TEXT UNDER STUDY:
=== Begin Enclosure ===
Current Research Projects:

Diet and IBD
Our research program focuses on the effects of maternal dietary fat on the developing intestine and on its structure and function in the offspring. In the past 50 years, the Western diet has shown a dramatic increase in consumption of omega-6 fatty acids from polyunsaturated vegetable oils, largely at the expense of saturated animal fats and tropical oils. This change has resulted in a marked increase in the dietary ratio of omega-6 to omega-3 fatty acids. The biochemical and physiological consequences of this shift in dietary fat consumption are still unclear.
Recent research supports the association between these changes in dietary fat intake and intestinal function in humans. Epidemiologic studies suggest that these dietary changes may be linked to the increased frequency of allergic and inflammatory conditions observed in the human population over the last 50-75 years.
Thus, our objective is to elucidate whether the early dietary fatty acid supply, at a time when the intestinal morphology is still developing, influences intestinal epithelial structure and permeability—i.e., alters the primary protective barrier in the intact organism and increases the propensity for the later development of intestinal dysfunction.
=== End Enclosure ===
EXERCISE DATA:
=== Begin Enclosure ===
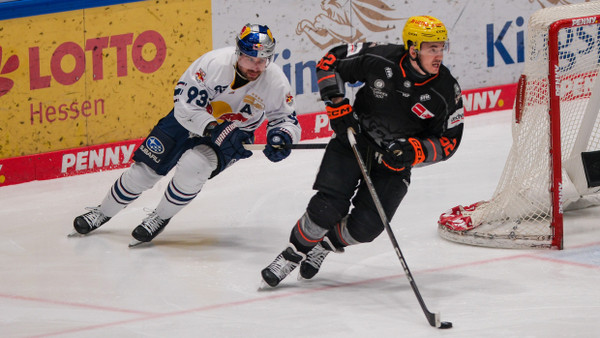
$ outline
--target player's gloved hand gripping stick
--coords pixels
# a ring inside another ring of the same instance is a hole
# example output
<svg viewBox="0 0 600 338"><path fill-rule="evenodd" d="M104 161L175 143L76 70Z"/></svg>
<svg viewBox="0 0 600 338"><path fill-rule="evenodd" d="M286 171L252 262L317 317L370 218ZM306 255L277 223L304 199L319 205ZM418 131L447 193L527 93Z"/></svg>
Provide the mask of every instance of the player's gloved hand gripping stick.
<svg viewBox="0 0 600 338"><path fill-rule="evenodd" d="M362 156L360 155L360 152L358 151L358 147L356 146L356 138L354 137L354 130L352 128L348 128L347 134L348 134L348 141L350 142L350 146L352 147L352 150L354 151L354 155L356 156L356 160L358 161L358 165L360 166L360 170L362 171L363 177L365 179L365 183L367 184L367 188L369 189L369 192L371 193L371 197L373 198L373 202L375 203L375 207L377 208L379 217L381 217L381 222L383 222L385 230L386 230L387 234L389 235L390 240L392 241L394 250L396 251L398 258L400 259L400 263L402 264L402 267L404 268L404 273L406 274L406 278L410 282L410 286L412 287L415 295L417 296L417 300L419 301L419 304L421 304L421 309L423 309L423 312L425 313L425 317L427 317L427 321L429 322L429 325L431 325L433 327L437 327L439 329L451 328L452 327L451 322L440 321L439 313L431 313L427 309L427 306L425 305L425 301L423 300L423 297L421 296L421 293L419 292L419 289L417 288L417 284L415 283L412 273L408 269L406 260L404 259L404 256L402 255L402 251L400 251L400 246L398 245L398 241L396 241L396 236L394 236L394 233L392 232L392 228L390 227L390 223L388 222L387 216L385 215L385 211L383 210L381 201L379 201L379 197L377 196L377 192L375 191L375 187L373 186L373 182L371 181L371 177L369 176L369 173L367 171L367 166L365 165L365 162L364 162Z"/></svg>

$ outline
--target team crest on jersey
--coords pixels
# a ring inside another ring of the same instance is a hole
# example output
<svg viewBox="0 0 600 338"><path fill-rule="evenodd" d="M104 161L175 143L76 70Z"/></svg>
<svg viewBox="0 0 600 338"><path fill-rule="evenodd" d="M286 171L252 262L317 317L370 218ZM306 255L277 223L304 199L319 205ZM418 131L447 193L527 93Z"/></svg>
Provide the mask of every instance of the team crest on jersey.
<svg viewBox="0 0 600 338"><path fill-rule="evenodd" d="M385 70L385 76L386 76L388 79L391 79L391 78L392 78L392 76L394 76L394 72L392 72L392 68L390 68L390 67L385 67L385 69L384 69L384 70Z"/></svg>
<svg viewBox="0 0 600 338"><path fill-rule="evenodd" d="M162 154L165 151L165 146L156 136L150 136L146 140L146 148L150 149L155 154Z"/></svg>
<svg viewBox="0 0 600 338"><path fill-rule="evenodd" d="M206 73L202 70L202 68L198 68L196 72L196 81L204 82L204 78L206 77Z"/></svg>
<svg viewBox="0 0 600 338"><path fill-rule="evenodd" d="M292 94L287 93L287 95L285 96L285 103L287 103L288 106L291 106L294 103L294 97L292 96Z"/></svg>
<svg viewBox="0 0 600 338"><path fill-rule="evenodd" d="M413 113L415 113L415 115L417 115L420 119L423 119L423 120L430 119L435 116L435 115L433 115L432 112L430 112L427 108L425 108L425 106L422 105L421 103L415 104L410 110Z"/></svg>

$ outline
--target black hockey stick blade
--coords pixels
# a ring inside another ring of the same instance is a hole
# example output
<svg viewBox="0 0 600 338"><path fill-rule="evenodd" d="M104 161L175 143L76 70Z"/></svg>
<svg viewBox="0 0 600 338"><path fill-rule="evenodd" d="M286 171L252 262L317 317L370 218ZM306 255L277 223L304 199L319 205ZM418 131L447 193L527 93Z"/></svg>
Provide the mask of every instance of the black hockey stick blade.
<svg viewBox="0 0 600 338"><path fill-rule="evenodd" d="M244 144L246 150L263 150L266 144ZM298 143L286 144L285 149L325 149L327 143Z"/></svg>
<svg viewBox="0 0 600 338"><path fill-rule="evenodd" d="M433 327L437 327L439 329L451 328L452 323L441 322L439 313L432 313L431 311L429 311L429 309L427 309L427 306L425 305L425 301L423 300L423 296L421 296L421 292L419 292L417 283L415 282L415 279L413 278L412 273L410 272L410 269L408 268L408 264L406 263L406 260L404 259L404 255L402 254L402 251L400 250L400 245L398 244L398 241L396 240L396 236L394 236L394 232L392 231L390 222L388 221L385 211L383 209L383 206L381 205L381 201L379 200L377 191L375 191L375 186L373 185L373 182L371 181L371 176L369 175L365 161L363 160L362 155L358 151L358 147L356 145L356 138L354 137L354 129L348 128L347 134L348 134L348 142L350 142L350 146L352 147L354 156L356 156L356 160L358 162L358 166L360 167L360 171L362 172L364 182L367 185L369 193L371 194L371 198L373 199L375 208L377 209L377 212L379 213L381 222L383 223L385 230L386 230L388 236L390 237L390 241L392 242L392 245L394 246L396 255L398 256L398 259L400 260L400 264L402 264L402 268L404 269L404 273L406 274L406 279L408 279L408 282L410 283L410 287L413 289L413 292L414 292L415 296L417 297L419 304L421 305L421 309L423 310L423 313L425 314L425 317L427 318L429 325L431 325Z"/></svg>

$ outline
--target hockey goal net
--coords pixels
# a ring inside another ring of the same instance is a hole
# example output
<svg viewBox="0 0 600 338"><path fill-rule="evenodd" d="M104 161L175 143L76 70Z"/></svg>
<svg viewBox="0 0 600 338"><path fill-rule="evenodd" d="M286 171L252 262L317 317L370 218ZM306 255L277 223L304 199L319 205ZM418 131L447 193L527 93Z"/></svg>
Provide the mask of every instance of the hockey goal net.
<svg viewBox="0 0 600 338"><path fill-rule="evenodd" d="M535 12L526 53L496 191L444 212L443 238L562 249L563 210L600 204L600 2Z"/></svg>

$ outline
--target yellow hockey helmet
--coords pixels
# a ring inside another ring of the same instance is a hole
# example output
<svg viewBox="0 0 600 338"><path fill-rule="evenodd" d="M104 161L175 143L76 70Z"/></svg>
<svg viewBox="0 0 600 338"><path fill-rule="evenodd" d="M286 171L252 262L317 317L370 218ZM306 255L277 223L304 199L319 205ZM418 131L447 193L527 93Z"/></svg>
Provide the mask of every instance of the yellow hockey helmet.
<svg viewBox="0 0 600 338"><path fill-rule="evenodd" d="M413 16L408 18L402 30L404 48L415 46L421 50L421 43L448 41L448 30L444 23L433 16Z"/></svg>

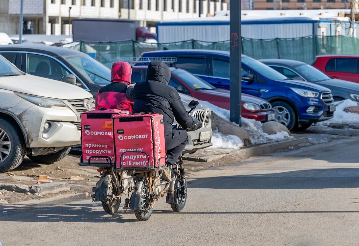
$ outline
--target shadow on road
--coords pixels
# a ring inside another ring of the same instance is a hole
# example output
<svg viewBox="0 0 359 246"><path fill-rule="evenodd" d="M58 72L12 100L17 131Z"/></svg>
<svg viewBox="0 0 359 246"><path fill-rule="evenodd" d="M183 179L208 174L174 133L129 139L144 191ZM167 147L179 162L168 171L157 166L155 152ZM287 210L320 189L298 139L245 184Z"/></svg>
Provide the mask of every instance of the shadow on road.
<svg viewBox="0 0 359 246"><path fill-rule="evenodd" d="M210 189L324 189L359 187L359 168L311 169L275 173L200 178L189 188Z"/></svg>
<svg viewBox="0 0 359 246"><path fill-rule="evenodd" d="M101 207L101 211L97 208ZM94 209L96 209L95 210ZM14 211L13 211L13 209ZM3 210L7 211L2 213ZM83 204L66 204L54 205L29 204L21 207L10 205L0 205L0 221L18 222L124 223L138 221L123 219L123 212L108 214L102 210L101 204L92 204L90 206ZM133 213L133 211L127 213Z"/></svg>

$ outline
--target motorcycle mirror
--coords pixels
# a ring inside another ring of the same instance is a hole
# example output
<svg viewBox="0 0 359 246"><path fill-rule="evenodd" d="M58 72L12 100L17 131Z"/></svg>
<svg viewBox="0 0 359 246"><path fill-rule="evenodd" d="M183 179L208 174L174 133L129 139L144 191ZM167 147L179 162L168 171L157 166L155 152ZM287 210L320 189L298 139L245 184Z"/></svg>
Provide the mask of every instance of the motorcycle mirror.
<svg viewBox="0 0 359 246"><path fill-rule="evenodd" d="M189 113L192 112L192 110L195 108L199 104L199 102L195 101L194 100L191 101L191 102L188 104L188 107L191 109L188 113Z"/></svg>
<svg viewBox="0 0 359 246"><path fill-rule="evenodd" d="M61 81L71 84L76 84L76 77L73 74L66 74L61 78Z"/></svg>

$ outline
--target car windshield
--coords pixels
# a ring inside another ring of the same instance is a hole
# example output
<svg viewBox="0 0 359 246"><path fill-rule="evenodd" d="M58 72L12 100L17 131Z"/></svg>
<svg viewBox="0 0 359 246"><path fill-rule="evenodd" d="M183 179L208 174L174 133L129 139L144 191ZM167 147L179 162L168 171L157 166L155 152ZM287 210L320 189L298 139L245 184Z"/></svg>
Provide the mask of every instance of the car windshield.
=== End Enclosure ===
WORK TO COMPLETE:
• a. Answer these questions from the diet and IBD text:
(i) Over what period has the Western diet shown a dramatic increase in consumption of omega-6 fatty acids?
(ii) At the expense of which fats has this increase largely come?
(iii) Over what span of time have allergic and inflammatory conditions been observed to become more frequent, according to epidemiologic studies?
• b. Repeat the passage of the diet and IBD text from "Diet and IBD" up to and including "are still unclear.".
The listing above comes from a source unrelated to the diet and IBD text.

EXPECTED OUTPUTS:
• a.
(i) The past 50 years.
(ii) Saturated animal fats and tropical oils.
(iii) The last 50-75 years.

• b.
Diet and IBD
Our research program focuses on the effects of maternal dietary fat on the developing intestine and on its structure and function in the offspring. In the past 50 years, the Western diet has shown a dramatic increase in consumption of omega-6 fatty acids from polyunsaturated vegetable oils, largely at the expense of saturated animal fats and tropical oils. This change has resulted in a marked increase in the dietary ratio of omega-6 to omega-3 fatty acids. The biochemical and physiological consequences of this shift in dietary fat consumption are still unclear.